## Exercise directions
Word for word, repeat every entry that appears below.

## Data for analysis
· · · · · · ·
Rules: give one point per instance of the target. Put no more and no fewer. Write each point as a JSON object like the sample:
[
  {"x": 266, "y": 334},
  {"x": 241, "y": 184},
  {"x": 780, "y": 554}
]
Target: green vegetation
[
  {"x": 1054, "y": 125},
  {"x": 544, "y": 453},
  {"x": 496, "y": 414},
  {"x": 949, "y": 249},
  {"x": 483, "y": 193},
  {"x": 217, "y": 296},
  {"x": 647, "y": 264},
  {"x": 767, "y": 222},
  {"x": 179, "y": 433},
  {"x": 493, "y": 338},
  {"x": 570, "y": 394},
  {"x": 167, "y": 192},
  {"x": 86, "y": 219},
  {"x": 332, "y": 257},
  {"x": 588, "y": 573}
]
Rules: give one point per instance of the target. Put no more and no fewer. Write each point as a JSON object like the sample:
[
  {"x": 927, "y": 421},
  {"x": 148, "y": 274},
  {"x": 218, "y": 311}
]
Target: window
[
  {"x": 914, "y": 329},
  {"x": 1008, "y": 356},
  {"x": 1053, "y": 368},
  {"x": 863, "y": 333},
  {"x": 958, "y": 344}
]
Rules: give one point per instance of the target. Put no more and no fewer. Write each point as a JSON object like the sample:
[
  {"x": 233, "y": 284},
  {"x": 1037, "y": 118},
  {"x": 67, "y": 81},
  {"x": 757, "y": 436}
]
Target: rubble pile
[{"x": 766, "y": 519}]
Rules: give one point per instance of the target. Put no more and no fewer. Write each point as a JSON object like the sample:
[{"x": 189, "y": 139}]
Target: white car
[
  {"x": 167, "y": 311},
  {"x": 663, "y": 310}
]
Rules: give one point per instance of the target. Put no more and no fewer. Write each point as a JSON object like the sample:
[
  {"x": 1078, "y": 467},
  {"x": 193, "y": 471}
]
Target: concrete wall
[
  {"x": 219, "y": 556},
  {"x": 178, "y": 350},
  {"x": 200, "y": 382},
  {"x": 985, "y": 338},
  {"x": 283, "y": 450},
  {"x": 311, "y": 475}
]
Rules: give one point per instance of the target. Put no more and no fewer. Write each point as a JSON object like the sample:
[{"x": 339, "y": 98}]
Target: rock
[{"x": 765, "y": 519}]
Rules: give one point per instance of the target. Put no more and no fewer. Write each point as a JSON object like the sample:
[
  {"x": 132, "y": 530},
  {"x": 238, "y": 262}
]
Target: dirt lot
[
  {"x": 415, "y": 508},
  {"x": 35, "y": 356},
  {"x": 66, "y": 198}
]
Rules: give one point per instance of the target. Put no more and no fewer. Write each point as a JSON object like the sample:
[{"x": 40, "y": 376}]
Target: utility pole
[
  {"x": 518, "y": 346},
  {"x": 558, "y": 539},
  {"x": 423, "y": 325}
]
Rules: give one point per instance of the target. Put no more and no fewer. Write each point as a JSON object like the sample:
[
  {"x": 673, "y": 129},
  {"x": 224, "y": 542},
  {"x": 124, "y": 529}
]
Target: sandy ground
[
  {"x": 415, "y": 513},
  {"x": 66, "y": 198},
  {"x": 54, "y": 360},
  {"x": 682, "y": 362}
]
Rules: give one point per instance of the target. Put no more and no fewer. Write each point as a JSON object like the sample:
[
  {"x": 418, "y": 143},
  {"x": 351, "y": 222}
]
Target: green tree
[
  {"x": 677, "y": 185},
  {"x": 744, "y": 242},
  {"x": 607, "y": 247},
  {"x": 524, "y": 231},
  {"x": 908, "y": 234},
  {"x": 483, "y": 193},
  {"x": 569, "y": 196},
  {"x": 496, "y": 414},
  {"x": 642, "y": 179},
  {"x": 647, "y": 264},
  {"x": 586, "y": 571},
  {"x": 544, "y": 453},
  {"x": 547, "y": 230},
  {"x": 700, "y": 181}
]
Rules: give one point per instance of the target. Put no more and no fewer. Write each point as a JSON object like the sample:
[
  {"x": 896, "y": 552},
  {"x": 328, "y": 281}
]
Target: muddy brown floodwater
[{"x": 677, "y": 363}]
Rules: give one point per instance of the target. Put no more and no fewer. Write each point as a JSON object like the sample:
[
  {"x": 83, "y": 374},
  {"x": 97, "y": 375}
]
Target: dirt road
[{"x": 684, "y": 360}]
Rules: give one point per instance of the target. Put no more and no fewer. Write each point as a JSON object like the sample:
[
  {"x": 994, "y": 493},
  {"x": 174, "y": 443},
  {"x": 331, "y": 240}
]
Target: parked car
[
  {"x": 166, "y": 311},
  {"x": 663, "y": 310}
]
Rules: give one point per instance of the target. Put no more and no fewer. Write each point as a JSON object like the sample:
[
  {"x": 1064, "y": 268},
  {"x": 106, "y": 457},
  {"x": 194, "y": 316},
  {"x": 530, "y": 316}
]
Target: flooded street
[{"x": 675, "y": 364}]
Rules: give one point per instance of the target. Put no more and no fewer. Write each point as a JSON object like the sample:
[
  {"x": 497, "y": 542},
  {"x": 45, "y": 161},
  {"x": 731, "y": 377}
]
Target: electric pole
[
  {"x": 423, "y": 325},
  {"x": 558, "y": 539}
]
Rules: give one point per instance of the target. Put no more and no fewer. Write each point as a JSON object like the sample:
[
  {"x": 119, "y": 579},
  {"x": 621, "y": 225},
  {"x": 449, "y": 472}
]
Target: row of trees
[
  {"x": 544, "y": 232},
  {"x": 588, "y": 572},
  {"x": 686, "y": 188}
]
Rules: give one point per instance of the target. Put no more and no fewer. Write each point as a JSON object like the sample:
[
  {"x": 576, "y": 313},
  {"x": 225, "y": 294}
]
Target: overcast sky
· · · · · · ·
## Answer to this problem
Rules: give one point per instance of the target. Put no more and no fewer. Write each point as a JSON object like the sample:
[
  {"x": 266, "y": 334},
  {"x": 241, "y": 184},
  {"x": 780, "y": 554}
]
Target: green vegetation
[
  {"x": 1054, "y": 125},
  {"x": 544, "y": 453},
  {"x": 496, "y": 414},
  {"x": 949, "y": 249},
  {"x": 483, "y": 193},
  {"x": 217, "y": 296},
  {"x": 647, "y": 264},
  {"x": 767, "y": 222},
  {"x": 179, "y": 433},
  {"x": 493, "y": 338},
  {"x": 570, "y": 394},
  {"x": 167, "y": 192},
  {"x": 86, "y": 219},
  {"x": 332, "y": 257},
  {"x": 588, "y": 573}
]
Rules: give one point per instance of the target. Put no more and no fewer. Write each point as a JSON object like the sample:
[
  {"x": 927, "y": 421},
  {"x": 148, "y": 274},
  {"x": 218, "y": 311}
]
Target: window
[
  {"x": 914, "y": 329},
  {"x": 1008, "y": 356},
  {"x": 1053, "y": 368},
  {"x": 863, "y": 333},
  {"x": 958, "y": 344}
]
Rules: give one point per instance of the target. Put no more and no fewer. Write each point as a JSON object like the sample:
[
  {"x": 233, "y": 284},
  {"x": 1037, "y": 118},
  {"x": 67, "y": 81},
  {"x": 757, "y": 436}
]
Target: rubble pile
[{"x": 766, "y": 519}]
Rules: give one point per instance of the target. Put no more and no fewer. Write each point as a JSON object like the sample:
[{"x": 189, "y": 139}]
Target: white car
[
  {"x": 167, "y": 311},
  {"x": 663, "y": 310}
]
Rules: give one point per instance of the target. Put no more and no fewer. Write each point as a JSON object like the sample:
[
  {"x": 1078, "y": 467},
  {"x": 193, "y": 471}
]
Target: concrete wall
[
  {"x": 219, "y": 556},
  {"x": 178, "y": 350},
  {"x": 200, "y": 382},
  {"x": 985, "y": 338},
  {"x": 283, "y": 450},
  {"x": 311, "y": 475}
]
Rules: give one point per instance of the target. Put no more and no fewer. Write each point as a JSON object like the sample:
[{"x": 339, "y": 98}]
Target: rock
[{"x": 765, "y": 519}]
Rules: give one point per instance of the target. Put no more and no fewer. Write each point as a JSON object like the sample:
[
  {"x": 132, "y": 530},
  {"x": 238, "y": 262}
]
Target: dirt lot
[
  {"x": 415, "y": 508},
  {"x": 35, "y": 356},
  {"x": 66, "y": 198}
]
Rules: give one point per instance of the target. Put no more and no fewer. Write each point as a JSON object like the sample:
[{"x": 40, "y": 376}]
Target: utility pole
[
  {"x": 518, "y": 346},
  {"x": 558, "y": 539},
  {"x": 423, "y": 325}
]
Rules: give one point per instance of the target. Put no more and no fewer. Write each point as a JSON object like the sample:
[
  {"x": 673, "y": 129},
  {"x": 224, "y": 542},
  {"x": 124, "y": 529}
]
Target: sandy ground
[
  {"x": 415, "y": 513},
  {"x": 66, "y": 198},
  {"x": 54, "y": 360},
  {"x": 682, "y": 362}
]
Rules: give one point per instance of the target. Put no more and no fewer. Write each point as a JSON object like the sample:
[
  {"x": 418, "y": 143},
  {"x": 351, "y": 222}
]
Target: green tree
[
  {"x": 677, "y": 185},
  {"x": 744, "y": 242},
  {"x": 607, "y": 247},
  {"x": 524, "y": 231},
  {"x": 908, "y": 234},
  {"x": 483, "y": 193},
  {"x": 569, "y": 196},
  {"x": 496, "y": 414},
  {"x": 642, "y": 179},
  {"x": 647, "y": 264},
  {"x": 586, "y": 571},
  {"x": 544, "y": 453},
  {"x": 547, "y": 230},
  {"x": 700, "y": 181}
]
Rules: give one point per instance of the target. Put no more and no fewer. Write each point as a JSON object like the sample:
[
  {"x": 896, "y": 552},
  {"x": 328, "y": 281}
]
Target: muddy brown floodwater
[{"x": 677, "y": 363}]
Rules: give one point per instance of the target. Put no more and no fewer. Write each point as a JSON object like the sample:
[
  {"x": 83, "y": 374},
  {"x": 97, "y": 375}
]
Target: dirt road
[{"x": 684, "y": 360}]
Rules: give one point per instance of the target. Put no more and no fewer. Write each point as a JSON object like the sample:
[
  {"x": 994, "y": 493},
  {"x": 174, "y": 443},
  {"x": 331, "y": 240}
]
Target: parked car
[
  {"x": 166, "y": 311},
  {"x": 663, "y": 310}
]
Rules: give one point per instance of the target. Put no more and no fewer. Write each point as a JSON object like the sample:
[
  {"x": 1064, "y": 268},
  {"x": 106, "y": 457},
  {"x": 194, "y": 316},
  {"x": 530, "y": 316}
]
Target: flooded street
[{"x": 675, "y": 364}]
Rules: give one point per instance of the target. Put no more and no fewer. Write each point as a JSON object like the sample:
[
  {"x": 497, "y": 542},
  {"x": 45, "y": 161},
  {"x": 731, "y": 377}
]
Target: electric pole
[
  {"x": 423, "y": 325},
  {"x": 558, "y": 539}
]
Rules: give one point per instance of the target. Put no more and no fewer. Write each point as a JSON object like the sample:
[
  {"x": 119, "y": 579},
  {"x": 621, "y": 225},
  {"x": 449, "y": 472}
]
Target: row of trees
[
  {"x": 544, "y": 232},
  {"x": 588, "y": 572},
  {"x": 686, "y": 188}
]
Rules: give one point per instance of the target. Put no more and no fewer. Write each point as a JSON object like the sample:
[
  {"x": 576, "y": 313},
  {"x": 225, "y": 294}
]
Target: overcast sky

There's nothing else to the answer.